The science community is now closing in on an example of scientific fraud at Duke University. The story sounds awfully familiar.
ANIL POTTI, Joseph Nevins and their colleagues at Duke University in Durham, North Carolina, garnered widespread attention in 2006. They reported in the New England Journal of Medicine that they could predict the course of a patient’s lung cancer using devices called expression arrays, which log the activity patterns of thousands of genes in a sample of tissue as a colourful picture. A few months later, they wrote in Nature Medicine that they had developed a similar technique which used gene expression in laboratory cultures of cancer cells, known as cell lines, to predict which chemotherapy would be most effective for an individual patient suffering from lung, breast or ovarian cancer.
At the time, this work looked like a tremendous advance for personalised medicine—the idea that understanding the molecular specifics of an individual’s illness will lead to a tailored treatment.
This would be an incredible step forward in chemotherapy. Sensitivity to anti-tumor drugs is the holy grail of chemotherapy.
.....
EXERCISE PROMPT: According to the text on the Duke University research, in which journal did the researchers report in 2006 that they could predict the course of a patient's lung cancer?

DATA EXTRACT:
.....
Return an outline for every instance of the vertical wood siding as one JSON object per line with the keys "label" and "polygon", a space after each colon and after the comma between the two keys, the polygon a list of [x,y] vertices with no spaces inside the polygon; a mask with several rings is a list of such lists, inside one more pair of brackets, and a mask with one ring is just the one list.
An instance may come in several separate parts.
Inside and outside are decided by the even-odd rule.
.....
ANSWER FOR THE TASK: The New England Journal of Medicine